▶ Data supplied:
— Begin —

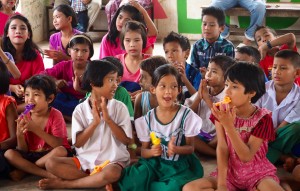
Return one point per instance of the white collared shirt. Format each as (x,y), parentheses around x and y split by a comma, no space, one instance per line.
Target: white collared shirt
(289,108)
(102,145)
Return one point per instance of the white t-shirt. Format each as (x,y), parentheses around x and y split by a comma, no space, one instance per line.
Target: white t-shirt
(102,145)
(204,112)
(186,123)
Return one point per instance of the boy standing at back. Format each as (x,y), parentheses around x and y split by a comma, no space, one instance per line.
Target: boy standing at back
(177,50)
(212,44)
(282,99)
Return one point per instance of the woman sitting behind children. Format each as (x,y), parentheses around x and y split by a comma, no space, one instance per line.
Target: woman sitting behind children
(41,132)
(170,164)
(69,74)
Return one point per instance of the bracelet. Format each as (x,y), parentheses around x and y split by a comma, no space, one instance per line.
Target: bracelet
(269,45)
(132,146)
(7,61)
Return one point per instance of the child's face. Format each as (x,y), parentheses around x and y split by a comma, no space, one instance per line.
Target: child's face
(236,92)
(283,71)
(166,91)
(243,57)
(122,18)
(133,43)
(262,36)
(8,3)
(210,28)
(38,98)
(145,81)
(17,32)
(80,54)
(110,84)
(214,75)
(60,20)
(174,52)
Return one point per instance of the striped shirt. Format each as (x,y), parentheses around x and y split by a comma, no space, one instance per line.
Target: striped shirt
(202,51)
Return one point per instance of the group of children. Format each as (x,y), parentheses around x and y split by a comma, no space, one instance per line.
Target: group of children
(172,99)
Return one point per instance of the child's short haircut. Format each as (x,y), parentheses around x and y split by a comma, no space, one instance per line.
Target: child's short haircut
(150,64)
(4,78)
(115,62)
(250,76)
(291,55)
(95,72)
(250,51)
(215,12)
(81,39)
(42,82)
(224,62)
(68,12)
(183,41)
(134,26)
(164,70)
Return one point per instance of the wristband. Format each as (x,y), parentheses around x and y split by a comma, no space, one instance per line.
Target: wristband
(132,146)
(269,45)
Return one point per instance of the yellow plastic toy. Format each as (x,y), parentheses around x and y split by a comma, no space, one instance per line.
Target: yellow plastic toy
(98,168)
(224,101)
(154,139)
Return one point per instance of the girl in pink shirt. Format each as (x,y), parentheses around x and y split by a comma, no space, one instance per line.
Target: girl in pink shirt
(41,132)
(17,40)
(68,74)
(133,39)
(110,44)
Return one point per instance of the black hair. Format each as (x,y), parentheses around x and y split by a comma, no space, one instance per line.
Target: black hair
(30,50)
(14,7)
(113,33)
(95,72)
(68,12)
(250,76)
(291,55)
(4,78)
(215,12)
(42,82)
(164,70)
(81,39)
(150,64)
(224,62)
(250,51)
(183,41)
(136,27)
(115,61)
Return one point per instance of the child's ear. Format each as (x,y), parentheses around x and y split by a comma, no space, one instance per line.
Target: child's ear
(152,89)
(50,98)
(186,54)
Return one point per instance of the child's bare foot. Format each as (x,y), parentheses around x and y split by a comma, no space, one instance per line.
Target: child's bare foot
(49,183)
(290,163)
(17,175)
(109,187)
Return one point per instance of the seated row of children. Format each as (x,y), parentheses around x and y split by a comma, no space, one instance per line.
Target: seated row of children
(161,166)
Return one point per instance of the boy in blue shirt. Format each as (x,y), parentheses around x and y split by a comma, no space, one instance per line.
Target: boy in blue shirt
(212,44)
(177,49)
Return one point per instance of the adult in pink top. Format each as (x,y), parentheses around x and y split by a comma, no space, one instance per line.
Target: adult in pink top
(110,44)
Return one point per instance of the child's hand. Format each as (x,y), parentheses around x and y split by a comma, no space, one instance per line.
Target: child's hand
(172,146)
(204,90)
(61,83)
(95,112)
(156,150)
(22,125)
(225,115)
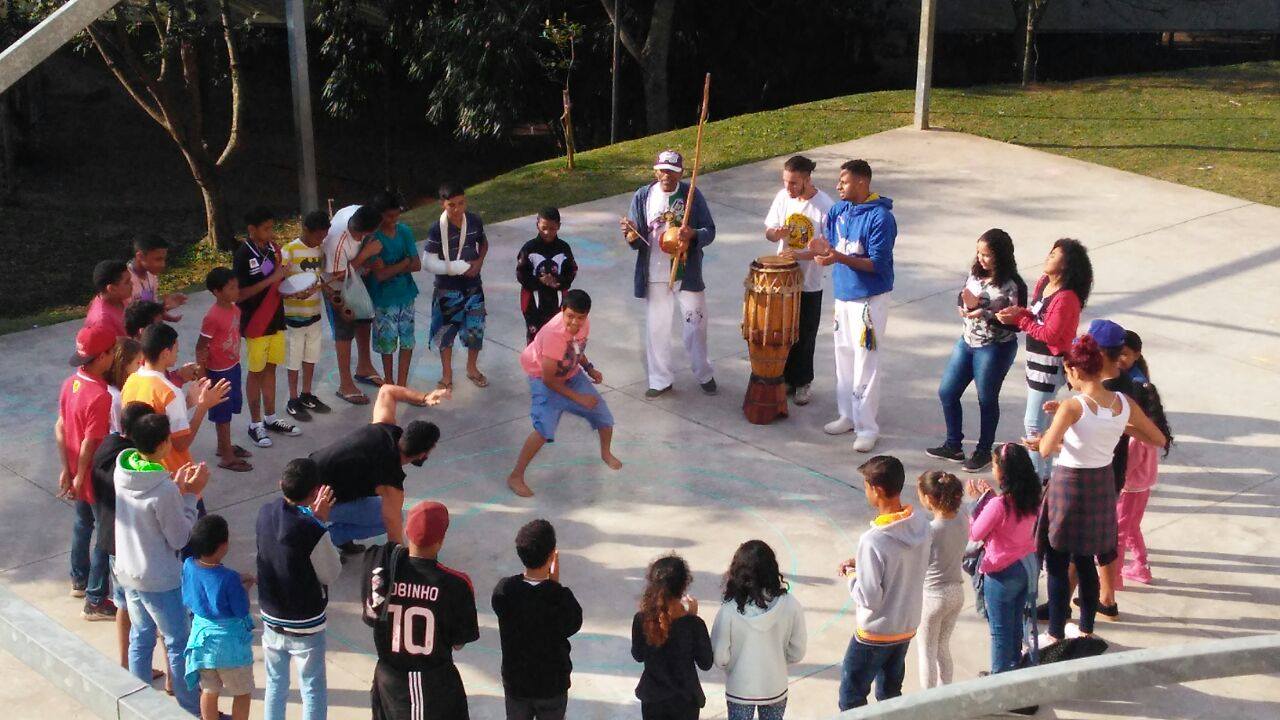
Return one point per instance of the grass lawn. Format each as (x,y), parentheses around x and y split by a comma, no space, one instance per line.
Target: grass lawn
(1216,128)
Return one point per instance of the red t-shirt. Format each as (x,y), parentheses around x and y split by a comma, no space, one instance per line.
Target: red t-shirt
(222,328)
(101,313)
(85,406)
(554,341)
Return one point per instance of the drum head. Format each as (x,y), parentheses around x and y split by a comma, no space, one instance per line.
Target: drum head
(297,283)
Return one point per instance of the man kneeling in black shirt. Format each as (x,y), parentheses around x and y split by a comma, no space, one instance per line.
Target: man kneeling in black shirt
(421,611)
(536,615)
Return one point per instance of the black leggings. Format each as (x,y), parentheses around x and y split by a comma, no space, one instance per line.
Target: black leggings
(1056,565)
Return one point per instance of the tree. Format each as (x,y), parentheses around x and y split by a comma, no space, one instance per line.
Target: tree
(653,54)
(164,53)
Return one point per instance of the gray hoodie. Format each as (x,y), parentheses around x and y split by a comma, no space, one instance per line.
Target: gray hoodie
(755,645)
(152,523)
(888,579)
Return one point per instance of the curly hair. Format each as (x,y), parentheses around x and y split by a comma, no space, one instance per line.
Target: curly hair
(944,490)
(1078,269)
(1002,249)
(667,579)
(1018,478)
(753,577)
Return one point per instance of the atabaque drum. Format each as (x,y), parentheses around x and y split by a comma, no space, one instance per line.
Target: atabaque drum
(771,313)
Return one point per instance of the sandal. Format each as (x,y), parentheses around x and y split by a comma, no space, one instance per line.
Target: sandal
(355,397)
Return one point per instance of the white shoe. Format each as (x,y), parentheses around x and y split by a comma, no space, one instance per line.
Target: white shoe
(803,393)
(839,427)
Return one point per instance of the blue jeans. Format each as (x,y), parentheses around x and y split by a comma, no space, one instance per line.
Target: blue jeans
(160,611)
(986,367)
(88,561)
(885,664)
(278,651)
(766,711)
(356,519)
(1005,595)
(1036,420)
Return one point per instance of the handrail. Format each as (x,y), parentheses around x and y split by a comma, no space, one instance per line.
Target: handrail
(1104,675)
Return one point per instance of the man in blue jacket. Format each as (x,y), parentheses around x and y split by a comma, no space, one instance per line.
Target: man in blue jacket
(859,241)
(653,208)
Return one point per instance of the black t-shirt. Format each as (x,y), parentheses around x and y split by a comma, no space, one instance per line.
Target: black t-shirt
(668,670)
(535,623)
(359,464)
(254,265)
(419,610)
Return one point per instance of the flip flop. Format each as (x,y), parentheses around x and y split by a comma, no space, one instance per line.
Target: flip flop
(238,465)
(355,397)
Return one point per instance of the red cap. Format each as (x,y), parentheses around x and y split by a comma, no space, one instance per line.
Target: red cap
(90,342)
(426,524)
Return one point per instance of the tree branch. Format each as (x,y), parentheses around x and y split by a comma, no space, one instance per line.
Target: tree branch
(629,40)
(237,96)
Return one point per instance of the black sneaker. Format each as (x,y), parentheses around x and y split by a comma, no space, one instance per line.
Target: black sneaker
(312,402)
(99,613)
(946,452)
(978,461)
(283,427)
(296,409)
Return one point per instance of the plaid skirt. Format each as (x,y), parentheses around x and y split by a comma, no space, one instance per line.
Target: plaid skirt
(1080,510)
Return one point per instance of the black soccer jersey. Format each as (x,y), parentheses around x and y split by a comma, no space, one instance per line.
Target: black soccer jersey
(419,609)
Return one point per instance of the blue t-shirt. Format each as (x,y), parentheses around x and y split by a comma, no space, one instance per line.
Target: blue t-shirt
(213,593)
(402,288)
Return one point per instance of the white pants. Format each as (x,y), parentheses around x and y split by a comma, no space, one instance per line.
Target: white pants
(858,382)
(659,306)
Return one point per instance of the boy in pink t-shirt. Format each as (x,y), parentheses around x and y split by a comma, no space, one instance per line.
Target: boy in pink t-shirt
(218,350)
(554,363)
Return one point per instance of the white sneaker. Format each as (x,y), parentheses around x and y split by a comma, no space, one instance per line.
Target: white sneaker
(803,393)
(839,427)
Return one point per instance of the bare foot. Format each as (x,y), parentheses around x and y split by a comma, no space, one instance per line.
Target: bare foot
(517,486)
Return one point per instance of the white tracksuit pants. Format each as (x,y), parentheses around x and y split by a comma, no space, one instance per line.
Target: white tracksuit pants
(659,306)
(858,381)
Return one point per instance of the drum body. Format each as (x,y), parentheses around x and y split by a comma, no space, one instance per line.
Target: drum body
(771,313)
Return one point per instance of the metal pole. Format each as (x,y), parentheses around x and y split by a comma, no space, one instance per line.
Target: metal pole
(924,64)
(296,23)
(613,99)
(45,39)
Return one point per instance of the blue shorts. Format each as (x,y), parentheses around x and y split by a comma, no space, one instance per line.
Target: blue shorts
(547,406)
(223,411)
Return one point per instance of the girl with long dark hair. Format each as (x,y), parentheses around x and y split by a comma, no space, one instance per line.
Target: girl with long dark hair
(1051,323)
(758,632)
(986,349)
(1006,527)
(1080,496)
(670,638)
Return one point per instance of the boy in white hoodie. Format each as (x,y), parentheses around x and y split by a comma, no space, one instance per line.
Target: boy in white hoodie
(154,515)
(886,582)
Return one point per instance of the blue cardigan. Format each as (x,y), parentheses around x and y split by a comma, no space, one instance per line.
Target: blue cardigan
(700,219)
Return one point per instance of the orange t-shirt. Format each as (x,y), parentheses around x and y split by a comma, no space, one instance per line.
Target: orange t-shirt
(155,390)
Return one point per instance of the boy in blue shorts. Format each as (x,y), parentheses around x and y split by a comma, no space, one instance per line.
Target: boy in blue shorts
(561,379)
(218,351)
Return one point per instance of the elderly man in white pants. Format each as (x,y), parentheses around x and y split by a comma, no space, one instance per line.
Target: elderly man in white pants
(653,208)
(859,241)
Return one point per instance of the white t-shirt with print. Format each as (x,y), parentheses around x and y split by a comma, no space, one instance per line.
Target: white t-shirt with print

— End —

▶ Exercise:
Starting at the line that contains "Return one point per instance of the white t-shirt with" and going through the last line of the listing above, recast those lines as a Markdown table. Use the columns Row and Content, number each line, and leave out any blank lines.

▶ Completed exercise:
| Row | Content |
|---|---|
| 1 | Return one point per instance of the white t-shirt with print. Format each as (x,y), parentheses around x and y split by a comma, no space, one instance per line. |
| 2 | Target: white t-shirt with print |